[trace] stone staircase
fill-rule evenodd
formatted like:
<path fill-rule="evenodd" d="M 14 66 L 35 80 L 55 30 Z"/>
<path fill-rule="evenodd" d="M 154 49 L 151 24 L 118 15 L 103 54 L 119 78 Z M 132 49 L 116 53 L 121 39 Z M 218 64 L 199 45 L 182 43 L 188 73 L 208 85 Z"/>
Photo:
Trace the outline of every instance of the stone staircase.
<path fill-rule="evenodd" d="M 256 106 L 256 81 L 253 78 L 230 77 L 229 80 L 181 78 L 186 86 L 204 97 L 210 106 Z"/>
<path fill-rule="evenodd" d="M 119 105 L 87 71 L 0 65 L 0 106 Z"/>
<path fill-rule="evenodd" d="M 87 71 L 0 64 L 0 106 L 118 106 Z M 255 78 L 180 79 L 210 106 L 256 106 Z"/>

• • • • • • •

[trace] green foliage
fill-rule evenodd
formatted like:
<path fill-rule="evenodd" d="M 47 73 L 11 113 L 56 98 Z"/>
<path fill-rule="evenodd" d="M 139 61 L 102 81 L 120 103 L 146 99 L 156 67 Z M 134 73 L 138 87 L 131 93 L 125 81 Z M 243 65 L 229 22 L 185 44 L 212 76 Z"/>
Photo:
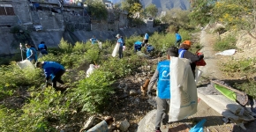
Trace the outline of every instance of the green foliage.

• • • • • • •

**Required task:** Arrange the lines above as a Markdown table with columns "Row" and "Line", beginning at the line that has "[trace] green foliage" and stopping after the line that has "Trace the outline of every instance of the green". Number each row, skip blank lines, and leave out the pictures.

**Written reply:**
| Row | Line |
|---|---|
| 1 | [trace] green foliage |
| 2 | fill-rule evenodd |
| 3 | formatted like: |
| 4 | <path fill-rule="evenodd" d="M 47 73 L 11 113 L 56 98 Z"/> |
| 5 | <path fill-rule="evenodd" d="M 139 61 L 102 81 L 120 103 L 146 99 L 156 67 Z M 134 73 L 138 87 L 131 93 L 125 81 Z M 243 65 L 229 22 L 185 44 L 212 76 Z"/> |
| 6 | Photo: |
| 7 | Trace the outline of every instance of the green foliage. |